# CONSIGNA 1:
Transcribe sin cambios el tramo del fragmento sobre la extrema derecha en Europa que empieza con las palabras que contienen "Más allá de" y termina con "gran líder salvador.".
# CONSIGNA 2:
Responde a estas preguntas a partir del fragmento sobre la extrema derecha en Europa:
(a) ¿De qué prefiere hablar el texto en lugar de fascismo?
(b) ¿Cuántos votos obtuvo Marine Le Pen en la segunda vuelta de las presidenciales?
(c) ¿Tras qué figura queda envuelto todo el discurso, según el último párrafo?

═══ FRAGMENTO PROPORCIONADO

No creemos que el fascismo esté a la orden del día, sino que vamos a regímenes cada vez más duros, de tipo bonapartista, y por eso preferimos hablar de extrema derecha o de fascistización del discurso político.

La radiografía europea

Desde hace unos veinte años la ultraderecha en Europa vive un auge electoral sin precedentes desde los años 30. En las últimas elecciones al Parlamento Europeo, en 2014, la extrema derecha se impuso en el Reino Unido (con el UKIP), Dinamarca (el Partido del Pueblo Danés) y Francia (Frente Nacional). En 2016 el Partido de la Libertad de Austria estuvo a punto de ganar las presidenciales y después de las legislativas de 2017 entró al gobierno junto con la derecha. En septiembre del mismo año, Alternativa por Alemania colocó 92 diputados en el Bundestag. En Francia Marine Le Pen perdió las presidenciales ante Macron, pero con 11 millones de votos en la segunda vuelta, el doble que su padre en 2002. La lista de los que tocan ya poder se completa con Matteo Salvini, ministro de Interior y hombre fuerte de Italia, y Víctor Orbán, que ganó las elecciones de abril en Hungría.

Más allá de las particularidades de cada país, todos ellos comparten elementos clave de su discurso: la crítica a unas élites corruptas, traidoras y parásitas; la denuncia a estructuras de la democracia burguesa; el gran nacionalismo, o un discurso étnico o identitario; el fundamentalismo religioso (se habla mucho del radicalismo islámico pero menos del ultracatólico como el Tea Party, del apoyo de la iglesia evangélica a Bolsonaro, o del sionismo de los ultraortodoxos en el gobierno israelí); la glorificación del pueblo como un todo homogéneo, borrando las diferencias de clase; la construcción del enemigo exterior (ya sea el inmigrante, el musulmán, el judío). En muchos casos también hay machismo, homofobia, exaltación de la familia tradicional y rechazo al derecho al aborto. Todo ello envuelto tras un gran líder salvador.

══════
═══ REGISTROS PROPORCIONADOS

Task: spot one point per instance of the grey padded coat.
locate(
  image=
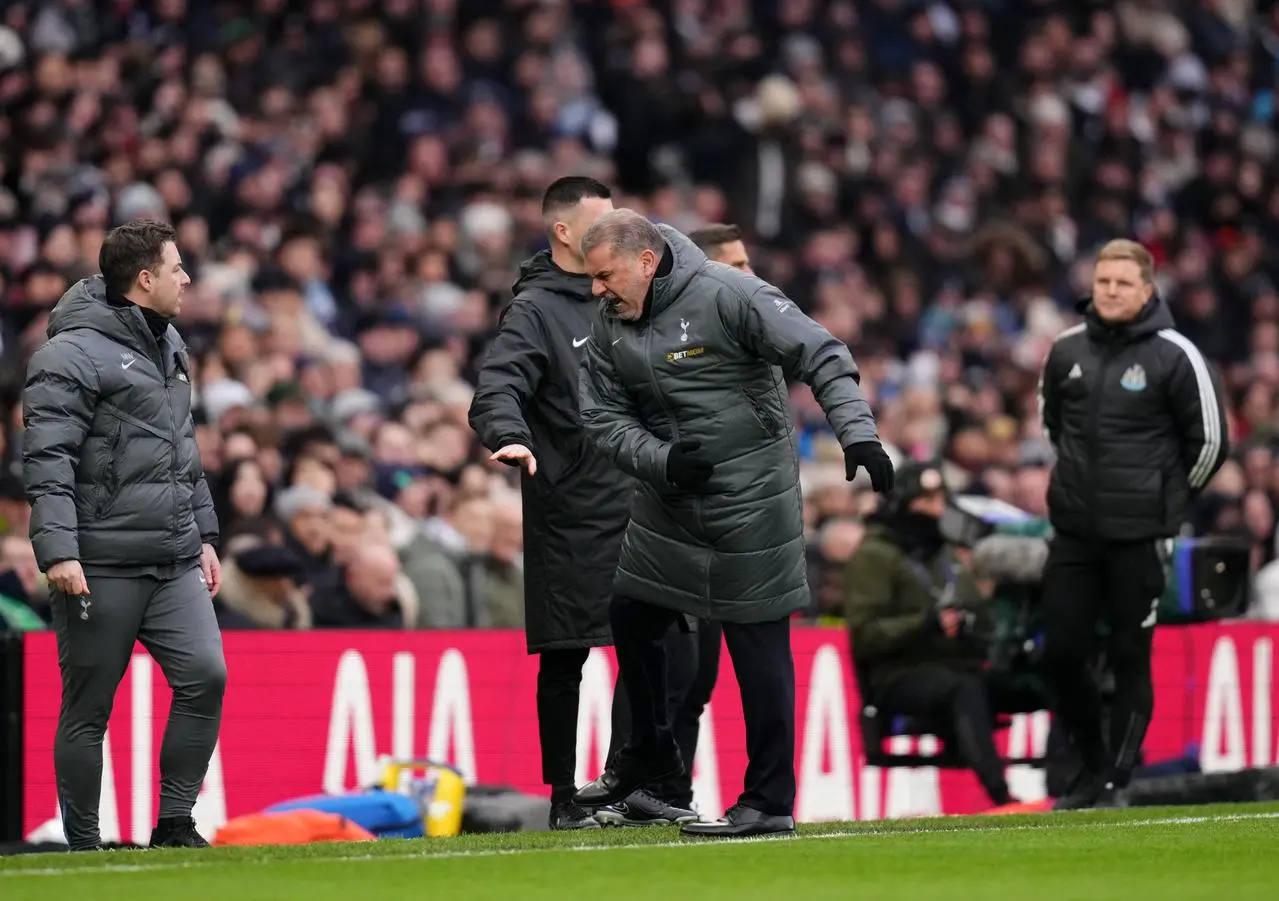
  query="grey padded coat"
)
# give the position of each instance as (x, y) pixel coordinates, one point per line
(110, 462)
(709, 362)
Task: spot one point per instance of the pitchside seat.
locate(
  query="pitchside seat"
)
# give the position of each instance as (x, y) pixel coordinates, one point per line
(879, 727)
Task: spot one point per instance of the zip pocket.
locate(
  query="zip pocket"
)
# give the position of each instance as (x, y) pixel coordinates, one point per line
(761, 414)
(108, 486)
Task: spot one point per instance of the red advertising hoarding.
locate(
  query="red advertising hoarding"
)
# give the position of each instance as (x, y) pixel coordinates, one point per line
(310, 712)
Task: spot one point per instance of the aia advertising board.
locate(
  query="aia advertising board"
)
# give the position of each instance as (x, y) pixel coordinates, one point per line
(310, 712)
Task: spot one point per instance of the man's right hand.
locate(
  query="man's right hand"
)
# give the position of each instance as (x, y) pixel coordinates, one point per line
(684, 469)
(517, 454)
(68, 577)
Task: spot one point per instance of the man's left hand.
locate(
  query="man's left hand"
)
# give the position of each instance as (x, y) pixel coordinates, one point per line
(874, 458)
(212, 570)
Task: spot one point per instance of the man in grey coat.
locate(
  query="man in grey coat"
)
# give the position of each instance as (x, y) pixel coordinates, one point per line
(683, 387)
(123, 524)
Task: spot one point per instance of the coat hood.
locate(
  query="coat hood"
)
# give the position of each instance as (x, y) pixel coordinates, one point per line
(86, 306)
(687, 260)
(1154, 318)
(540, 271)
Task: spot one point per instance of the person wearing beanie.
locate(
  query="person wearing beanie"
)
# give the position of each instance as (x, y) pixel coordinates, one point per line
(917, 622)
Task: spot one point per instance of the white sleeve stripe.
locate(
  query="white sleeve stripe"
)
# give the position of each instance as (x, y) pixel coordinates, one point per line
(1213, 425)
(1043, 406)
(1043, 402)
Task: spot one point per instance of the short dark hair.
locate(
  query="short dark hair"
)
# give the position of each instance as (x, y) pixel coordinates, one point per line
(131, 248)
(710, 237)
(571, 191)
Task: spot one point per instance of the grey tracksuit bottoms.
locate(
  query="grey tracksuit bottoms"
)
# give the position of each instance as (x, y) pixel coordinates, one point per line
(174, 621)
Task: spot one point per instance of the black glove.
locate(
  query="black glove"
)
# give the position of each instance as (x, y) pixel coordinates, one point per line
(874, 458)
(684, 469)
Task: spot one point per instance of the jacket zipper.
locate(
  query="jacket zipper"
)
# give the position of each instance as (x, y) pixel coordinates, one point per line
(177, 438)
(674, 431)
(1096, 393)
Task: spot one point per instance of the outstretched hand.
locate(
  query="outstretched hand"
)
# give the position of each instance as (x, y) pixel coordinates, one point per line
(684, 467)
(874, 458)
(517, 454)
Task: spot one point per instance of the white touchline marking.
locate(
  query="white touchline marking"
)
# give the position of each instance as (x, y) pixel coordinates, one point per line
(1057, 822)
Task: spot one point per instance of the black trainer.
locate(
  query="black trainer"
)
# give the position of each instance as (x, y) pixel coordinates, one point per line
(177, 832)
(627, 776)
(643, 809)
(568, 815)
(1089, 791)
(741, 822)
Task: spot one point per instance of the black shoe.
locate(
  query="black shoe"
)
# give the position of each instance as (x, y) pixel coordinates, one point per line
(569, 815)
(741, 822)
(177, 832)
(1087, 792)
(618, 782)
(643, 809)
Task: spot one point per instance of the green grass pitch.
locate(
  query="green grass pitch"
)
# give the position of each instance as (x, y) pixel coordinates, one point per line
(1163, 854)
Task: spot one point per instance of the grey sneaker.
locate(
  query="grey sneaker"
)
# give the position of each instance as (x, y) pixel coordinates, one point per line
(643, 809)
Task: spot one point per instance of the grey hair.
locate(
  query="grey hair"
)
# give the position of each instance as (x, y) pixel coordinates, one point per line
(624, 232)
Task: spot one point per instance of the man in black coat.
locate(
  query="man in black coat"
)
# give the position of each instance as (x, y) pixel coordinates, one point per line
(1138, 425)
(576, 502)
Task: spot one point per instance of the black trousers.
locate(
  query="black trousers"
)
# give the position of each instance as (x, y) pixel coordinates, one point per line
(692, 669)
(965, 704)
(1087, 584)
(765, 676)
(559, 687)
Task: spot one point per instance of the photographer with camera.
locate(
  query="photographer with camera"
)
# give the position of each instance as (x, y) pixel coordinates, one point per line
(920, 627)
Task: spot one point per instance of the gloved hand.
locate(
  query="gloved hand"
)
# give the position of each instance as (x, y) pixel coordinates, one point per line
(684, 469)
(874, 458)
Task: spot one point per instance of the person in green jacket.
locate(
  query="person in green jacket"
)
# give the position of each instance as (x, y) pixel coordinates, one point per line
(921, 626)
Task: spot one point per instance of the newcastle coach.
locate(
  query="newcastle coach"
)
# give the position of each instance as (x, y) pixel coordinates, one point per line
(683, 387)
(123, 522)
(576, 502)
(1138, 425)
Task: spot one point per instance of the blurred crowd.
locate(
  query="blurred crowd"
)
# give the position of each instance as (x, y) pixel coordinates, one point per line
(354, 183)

══════

# SOLUCIÓN 1:
Más allá de las particularidades de cada país, todos ellos comparten elementos clave de su discurso: la crítica a unas élites corruptas, traidoras y parásitas; la denuncia a estructuras de la democracia burguesa; el gran nacionalismo, o un discurso étnico o identitario; el fundamentalismo religioso (se habla mucho del radicalismo islámico pero menos del ultracatólico como el Tea Party, del apoyo de la iglesia evangélica a Bolsonaro, o del sionismo de los ultraortodoxos en el gobierno israelí); la glorificación del pueblo como un todo homogéneo, borrando las diferencias de clase; la construcción del enemigo exterior (ya sea el inmigrante, el musulmán, el judío). En muchos casos también hay machismo, homofobia, exaltación de la familia tradicional y rechazo al derecho al aborto. Todo ello envuelto tras un gran líder salvador.

# SOLUCIÓN 2:
(a) De extrema derecha o de fascistización del discurso político.
(b) 11 millones de votos.
(c) Tras un gran líder salvador.